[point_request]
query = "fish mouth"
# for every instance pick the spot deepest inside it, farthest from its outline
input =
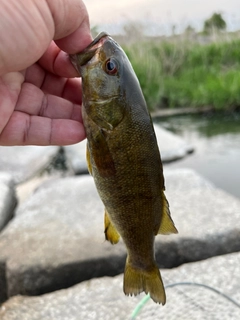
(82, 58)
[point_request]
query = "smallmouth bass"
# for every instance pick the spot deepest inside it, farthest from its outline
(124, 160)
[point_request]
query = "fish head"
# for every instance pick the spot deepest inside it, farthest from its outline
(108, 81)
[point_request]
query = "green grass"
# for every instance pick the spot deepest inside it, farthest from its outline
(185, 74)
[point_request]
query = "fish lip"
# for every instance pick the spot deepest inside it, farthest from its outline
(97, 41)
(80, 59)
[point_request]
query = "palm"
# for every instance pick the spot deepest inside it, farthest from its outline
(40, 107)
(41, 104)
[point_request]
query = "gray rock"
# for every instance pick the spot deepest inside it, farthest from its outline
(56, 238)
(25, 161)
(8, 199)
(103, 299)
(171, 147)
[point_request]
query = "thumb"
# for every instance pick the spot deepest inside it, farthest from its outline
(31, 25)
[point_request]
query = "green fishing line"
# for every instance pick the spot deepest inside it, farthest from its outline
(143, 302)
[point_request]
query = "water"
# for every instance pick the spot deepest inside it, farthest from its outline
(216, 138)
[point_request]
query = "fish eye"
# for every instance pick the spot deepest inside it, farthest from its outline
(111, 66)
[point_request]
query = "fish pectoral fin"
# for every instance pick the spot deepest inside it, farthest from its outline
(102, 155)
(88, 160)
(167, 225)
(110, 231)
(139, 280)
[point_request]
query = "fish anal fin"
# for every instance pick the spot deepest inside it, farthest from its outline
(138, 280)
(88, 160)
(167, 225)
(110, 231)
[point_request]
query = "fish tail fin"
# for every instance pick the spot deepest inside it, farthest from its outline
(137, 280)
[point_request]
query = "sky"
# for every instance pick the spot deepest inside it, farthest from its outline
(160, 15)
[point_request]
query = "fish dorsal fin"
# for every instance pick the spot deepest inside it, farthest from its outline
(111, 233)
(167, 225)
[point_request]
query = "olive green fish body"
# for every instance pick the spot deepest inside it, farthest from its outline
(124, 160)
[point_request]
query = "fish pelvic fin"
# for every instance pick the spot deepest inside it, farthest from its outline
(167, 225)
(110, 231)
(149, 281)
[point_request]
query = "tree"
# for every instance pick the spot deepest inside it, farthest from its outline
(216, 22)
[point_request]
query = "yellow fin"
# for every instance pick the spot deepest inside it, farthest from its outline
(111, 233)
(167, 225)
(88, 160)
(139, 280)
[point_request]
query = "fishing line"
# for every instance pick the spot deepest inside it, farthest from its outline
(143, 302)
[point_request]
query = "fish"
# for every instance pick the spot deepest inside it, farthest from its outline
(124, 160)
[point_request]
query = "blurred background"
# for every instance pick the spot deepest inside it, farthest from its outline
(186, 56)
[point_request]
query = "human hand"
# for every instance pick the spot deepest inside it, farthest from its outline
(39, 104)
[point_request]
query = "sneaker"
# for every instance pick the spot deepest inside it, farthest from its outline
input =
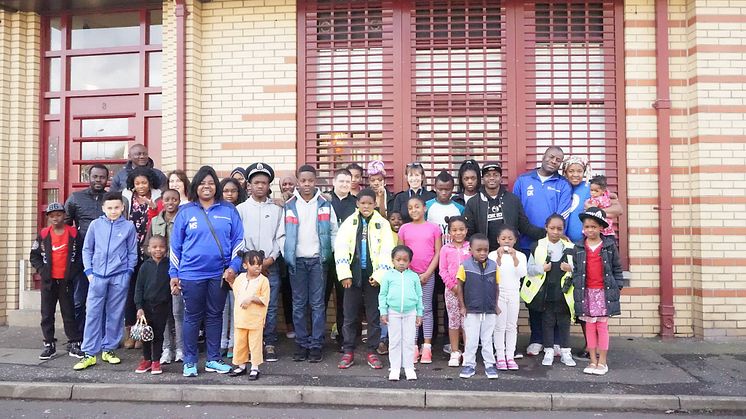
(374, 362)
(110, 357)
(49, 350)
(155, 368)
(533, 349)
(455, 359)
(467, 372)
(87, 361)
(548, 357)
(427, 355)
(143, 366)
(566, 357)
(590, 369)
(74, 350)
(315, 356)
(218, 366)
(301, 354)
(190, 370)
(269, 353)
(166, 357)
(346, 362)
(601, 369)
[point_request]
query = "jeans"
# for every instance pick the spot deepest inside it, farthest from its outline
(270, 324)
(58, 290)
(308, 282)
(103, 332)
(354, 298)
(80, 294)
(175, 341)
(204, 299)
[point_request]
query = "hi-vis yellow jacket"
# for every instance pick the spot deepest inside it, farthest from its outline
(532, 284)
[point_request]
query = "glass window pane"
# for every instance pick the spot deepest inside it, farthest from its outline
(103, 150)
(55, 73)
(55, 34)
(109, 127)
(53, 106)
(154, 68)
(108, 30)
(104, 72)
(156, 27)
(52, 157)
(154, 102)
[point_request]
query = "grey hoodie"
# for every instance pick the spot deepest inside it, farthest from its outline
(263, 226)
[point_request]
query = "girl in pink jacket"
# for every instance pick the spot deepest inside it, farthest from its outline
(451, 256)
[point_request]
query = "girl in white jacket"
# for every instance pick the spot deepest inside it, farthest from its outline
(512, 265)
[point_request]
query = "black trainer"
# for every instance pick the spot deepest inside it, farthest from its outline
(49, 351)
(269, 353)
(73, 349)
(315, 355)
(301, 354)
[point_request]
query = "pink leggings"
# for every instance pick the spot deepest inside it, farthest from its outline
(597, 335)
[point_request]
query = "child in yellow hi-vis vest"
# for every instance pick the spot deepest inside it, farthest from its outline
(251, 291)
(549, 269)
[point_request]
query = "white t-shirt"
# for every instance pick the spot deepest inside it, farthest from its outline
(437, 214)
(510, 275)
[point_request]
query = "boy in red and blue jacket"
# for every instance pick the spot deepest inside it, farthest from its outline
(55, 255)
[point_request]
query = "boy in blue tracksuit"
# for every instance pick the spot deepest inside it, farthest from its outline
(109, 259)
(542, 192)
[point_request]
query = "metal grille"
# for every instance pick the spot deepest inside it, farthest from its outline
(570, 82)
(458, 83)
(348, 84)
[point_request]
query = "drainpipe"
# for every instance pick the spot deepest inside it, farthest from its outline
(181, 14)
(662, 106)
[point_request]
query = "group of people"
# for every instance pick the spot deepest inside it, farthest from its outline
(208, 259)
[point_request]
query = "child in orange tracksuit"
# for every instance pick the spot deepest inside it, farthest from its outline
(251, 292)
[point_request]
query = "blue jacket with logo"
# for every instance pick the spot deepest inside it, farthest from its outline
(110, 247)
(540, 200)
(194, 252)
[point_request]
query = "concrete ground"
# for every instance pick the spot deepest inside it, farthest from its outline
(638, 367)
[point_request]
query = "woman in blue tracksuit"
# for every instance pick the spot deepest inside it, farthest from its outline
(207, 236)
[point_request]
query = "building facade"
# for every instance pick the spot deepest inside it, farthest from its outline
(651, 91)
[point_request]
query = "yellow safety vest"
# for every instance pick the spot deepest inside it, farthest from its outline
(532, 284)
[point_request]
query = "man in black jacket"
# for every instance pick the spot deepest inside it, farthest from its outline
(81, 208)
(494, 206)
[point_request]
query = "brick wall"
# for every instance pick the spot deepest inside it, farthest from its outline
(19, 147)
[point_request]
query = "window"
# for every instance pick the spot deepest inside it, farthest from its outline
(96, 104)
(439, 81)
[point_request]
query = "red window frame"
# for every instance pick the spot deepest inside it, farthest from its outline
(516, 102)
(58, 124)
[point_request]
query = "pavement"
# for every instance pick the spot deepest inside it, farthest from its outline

■ ■ ■ ■ ■ ■ ■

### Prompt
Quote the records above in full, dropping each picture.

### Written response
[point_request]
query = "fish mouth"
# for every instance pick the spot deepest inside it, farthest from its outline
input =
(82, 58)
[point_request]
query = "smallmouth bass"
# for every instance pick the spot deepest inside it, farthest from its outline
(124, 160)
[point_request]
query = "fish head"
# for every instance pick the spot deepest inside it, farthest from its outline
(108, 81)
[point_request]
query = "green grass"
# for every instance pick the spot deepest inside it, farthest from its outline
(185, 74)
[point_request]
query = "fish lip"
# for every instance pick the spot deepest inside it, farthest from its outline
(97, 41)
(80, 59)
[point_request]
query = "palm"
# for every instance pick the spot deepest inside it, farthest from its outline
(40, 107)
(41, 104)
[point_request]
query = "gray rock"
# for every instance pick the spot deepest inside it, farthest from its outline
(56, 238)
(25, 161)
(8, 199)
(103, 299)
(171, 147)
[point_request]
query = "thumb"
# for every instance pick the spot deepest inside it, farthest from its outline
(31, 25)
[point_request]
query = "green fishing line"
# for every instance pick the spot deepest inside it, farthest from its outline
(143, 302)
[point_request]
query = "water"
# for every instance pick the spot deepest inside it, farthest from its outline
(216, 138)
[point_request]
query = "fish eye"
# for every instance pick the spot deepest inside it, farthest from its outline
(111, 66)
[point_request]
query = "fish pectoral fin"
# for every instance pick the spot deepest inside it, farthest from its outline
(102, 155)
(88, 160)
(167, 225)
(110, 231)
(139, 280)
[point_request]
query = "fish anal fin"
# for every instance pick the spot deepest inside it, farthest from its outline
(138, 280)
(88, 160)
(167, 225)
(110, 231)
[point_request]
query = "fish tail fin"
# for every instance pick the spot deepest inside it, farthest from its outline
(137, 280)
[point_request]
query = "sky"
# for every instance pick the spot deepest inside it, farthest from its outline
(160, 15)
[point_request]
query = "fish dorsal fin"
# for every instance pick the spot deepest inside it, farthest from its outline
(111, 233)
(167, 225)
[point_request]
query = "olive green fish body"
# for every instance pick the spot deepest inside it, farthest from its outline
(124, 160)
[point_request]
query = "fish pelvic fin"
# for every instance pick the spot deepest inside it, farthest from its outline
(167, 225)
(110, 231)
(149, 281)
[point_request]
query = "tree"
# for every instance pick the spot deepest inside it, farthest from its outline
(216, 22)
[point_request]
query = "yellow fin"
# for every instance pick the spot deepest inside it, farthest from its outline
(111, 233)
(167, 225)
(88, 160)
(139, 280)
[point_request]
query = "fishing line"
# for every instance pick the spot deepest inside it, farthest from its outline
(143, 302)
[point_request]
query = "fish"
# for every instance pick the spot deepest inside it, farthest from its outline
(124, 160)
[point_request]
query = "blurred background"
# for every instance pick the spot deepest inside it, farthest from its outline
(186, 56)
[point_request]
query = "human hand"
# for every instance pick the spot deepest inside it, farthest from its outline
(39, 104)
[point_request]
query = "sneaker"
# for every instance pick the spot deepest inside it, farthest from its outline
input =
(374, 362)
(110, 357)
(49, 350)
(155, 368)
(533, 349)
(455, 359)
(467, 372)
(87, 361)
(548, 357)
(427, 355)
(143, 366)
(566, 357)
(590, 369)
(74, 350)
(315, 356)
(218, 366)
(301, 354)
(190, 370)
(269, 353)
(166, 357)
(346, 362)
(601, 369)
[point_request]
query = "jeans"
# for every instance pick the spot deepest inside it, farthest from its outline
(270, 324)
(58, 290)
(308, 282)
(103, 332)
(354, 298)
(80, 294)
(175, 341)
(204, 299)
[point_request]
query = "hi-vis yellow jacket"
# for every instance pick the spot deepest inside it, farthest from its outline
(532, 284)
[point_request]
query = "glass window pane"
# for every instance pick the spot deepest inside it, farthest from its outline
(103, 150)
(55, 73)
(55, 34)
(109, 127)
(53, 106)
(154, 68)
(108, 30)
(104, 72)
(156, 27)
(52, 157)
(154, 102)
[point_request]
query = "grey hoodie"
# for every instance pick the spot deepest inside it, farthest from its outline
(263, 226)
[point_request]
query = "girl in pink jacket"
# for every instance pick the spot deepest inside it, farthest from its outline
(451, 256)
[point_request]
query = "girl in white jacket"
# for every instance pick the spot deepest inside it, farthest from its outline
(512, 265)
[point_request]
query = "black trainer"
# for every instance pick the spot deepest inside it, farthest from its outline
(49, 351)
(269, 353)
(73, 349)
(315, 355)
(301, 354)
[point_request]
query = "pink leggings"
# for every instance pick the spot deepest inside it, farthest from its outline
(597, 335)
[point_request]
query = "child in yellow hi-vis vest"
# for every instance pick the spot deepest inside it, farthest from its outline
(251, 291)
(549, 269)
[point_request]
query = "white t-shirt"
# for every instance pick the spot deepest inside it, farthest from its outline
(437, 214)
(510, 275)
[point_request]
query = "boy in red and blue jacket"
# for every instance pick the spot deepest inside it, farthest from its outline
(55, 255)
[point_request]
query = "boy in blue tracksuit"
# for every instance pick the spot deepest inside it, farthest from its outline
(109, 259)
(542, 192)
[point_request]
query = "metal grille"
# for every instance pick the spot deepest inside it, farthest from its outline
(570, 82)
(458, 83)
(348, 84)
[point_request]
query = "drainpipe"
# for every instance pick the spot deepest inside it, farthest from its outline
(181, 14)
(662, 106)
[point_request]
query = "group of people"
# for every instance pick the spot deepest inside it, farthest from its outline
(208, 259)
[point_request]
query = "child in orange tracksuit"
# for every instance pick the spot deepest inside it, farthest from its outline
(251, 292)
[point_request]
query = "blue jacket with logo"
# for every instance pick the spot deepest inside it, farthest from its outline
(110, 247)
(540, 200)
(194, 252)
[point_request]
query = "concrete ground"
# for every instance pick the spot deepest inside it, farthest from its outline
(638, 367)
[point_request]
query = "woman in blue tracksuit"
# for every instance pick the spot deepest inside it, farthest from its outline
(207, 236)
[point_request]
query = "building facade"
# for every instance pick the spot deepest inside it, farthest from its outline
(651, 91)
[point_request]
query = "yellow safety vest"
# for every instance pick the spot deepest inside it, farthest from its outline
(532, 284)
[point_request]
query = "man in black jacket"
# for every instance pick the spot deepest inside it, farthest from its outline
(81, 208)
(494, 206)
[point_request]
query = "brick wall"
# for every instance pick the spot deepest inside it, farthest from its outline
(19, 147)
[point_request]
query = "window"
# for every instance pick the spot deepest inside it, farthest from its outline
(96, 104)
(439, 81)
[point_request]
query = "red window frame"
# for every instance pick the spot deepest inside it, farthest from its outline
(516, 102)
(58, 124)
[point_request]
query = "pavement"
# for every instance pick the spot deepest inside it, farthest from its outline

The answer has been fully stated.